Each line in the listing below that holds "giving" should be counted; reply with that number only.
RECORDS TO USE Start Marker
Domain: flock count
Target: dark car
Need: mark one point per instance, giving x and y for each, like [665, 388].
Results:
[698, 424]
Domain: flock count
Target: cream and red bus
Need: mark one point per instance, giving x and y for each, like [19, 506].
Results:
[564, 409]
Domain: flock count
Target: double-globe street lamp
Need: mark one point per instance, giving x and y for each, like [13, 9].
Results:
RECORDS TO USE End Marker
RECORDS TO USE Start Marker
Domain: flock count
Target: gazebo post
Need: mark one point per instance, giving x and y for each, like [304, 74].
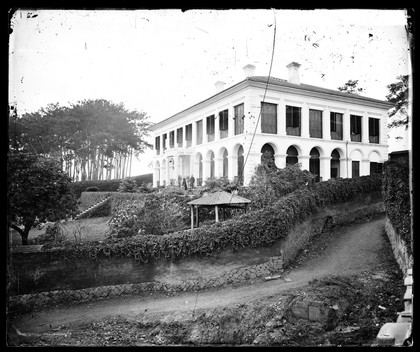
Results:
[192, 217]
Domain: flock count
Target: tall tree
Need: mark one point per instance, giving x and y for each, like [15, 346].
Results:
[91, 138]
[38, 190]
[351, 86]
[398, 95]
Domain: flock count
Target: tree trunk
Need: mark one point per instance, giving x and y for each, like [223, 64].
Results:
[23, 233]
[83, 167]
RECORDS TO USE End Marker
### THE ANSWER
6